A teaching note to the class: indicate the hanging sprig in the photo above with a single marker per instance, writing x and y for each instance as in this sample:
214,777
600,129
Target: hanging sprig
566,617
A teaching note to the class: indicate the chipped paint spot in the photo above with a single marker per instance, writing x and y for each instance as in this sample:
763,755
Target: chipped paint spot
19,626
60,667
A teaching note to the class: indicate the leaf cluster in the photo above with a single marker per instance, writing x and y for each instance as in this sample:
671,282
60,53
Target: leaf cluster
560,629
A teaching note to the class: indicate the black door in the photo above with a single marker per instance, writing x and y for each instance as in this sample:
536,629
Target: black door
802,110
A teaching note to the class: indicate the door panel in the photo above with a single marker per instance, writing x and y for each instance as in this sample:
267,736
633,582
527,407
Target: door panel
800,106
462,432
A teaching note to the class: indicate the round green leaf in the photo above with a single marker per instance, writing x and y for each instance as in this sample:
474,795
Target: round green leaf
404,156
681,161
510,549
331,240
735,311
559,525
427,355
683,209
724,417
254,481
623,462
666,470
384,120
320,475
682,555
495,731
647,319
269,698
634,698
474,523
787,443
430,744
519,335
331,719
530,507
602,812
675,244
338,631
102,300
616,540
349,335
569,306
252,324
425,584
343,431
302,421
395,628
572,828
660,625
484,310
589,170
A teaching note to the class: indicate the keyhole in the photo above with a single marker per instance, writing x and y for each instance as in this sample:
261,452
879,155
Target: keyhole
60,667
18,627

* * *

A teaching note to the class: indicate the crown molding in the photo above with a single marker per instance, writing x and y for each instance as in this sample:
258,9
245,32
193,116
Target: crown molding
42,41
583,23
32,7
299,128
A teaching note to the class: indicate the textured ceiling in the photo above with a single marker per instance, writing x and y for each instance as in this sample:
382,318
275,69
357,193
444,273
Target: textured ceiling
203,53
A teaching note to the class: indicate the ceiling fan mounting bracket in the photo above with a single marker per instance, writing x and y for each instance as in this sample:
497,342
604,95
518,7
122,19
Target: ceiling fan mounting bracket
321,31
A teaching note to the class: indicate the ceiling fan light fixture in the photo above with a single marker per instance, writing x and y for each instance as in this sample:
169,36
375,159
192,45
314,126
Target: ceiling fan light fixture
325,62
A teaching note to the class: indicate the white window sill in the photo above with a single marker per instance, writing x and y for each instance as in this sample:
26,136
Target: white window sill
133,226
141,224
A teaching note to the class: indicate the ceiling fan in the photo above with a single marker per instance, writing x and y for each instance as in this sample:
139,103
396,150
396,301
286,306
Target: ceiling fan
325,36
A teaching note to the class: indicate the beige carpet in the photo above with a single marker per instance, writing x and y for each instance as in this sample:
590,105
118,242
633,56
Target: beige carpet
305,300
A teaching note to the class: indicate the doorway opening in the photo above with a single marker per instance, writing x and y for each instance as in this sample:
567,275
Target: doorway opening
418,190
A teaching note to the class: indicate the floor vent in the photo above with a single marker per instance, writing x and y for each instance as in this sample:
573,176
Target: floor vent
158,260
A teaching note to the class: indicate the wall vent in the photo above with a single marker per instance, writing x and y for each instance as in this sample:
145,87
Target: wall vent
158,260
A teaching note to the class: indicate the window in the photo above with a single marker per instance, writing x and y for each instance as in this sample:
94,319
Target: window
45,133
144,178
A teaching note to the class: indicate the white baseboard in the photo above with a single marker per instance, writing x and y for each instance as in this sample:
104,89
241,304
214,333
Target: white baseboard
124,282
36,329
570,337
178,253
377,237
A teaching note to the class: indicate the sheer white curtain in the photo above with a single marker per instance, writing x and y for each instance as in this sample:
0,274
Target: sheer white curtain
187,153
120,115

...

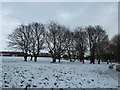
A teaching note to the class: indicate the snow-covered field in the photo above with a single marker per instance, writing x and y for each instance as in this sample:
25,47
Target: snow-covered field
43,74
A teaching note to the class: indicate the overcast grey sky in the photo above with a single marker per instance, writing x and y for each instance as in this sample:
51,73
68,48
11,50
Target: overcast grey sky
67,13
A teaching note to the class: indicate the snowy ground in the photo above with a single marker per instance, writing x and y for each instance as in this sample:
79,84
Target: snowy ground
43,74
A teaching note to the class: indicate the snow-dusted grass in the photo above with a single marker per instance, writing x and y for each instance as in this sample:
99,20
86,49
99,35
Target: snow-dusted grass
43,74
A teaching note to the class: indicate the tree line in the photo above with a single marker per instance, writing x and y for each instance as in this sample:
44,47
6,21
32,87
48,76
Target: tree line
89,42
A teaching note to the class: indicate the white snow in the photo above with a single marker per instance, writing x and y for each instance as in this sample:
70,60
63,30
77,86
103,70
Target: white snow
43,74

**Task goal**
Collect every line from the items above that contains the string "sill", and copy each one out. Letter case matters when matching.

**Final answer**
A teaching note to the class: indicate the white window sill in the photo above with a single marker per instance, writing x and y for each instance as in this sample:
Target: white window sill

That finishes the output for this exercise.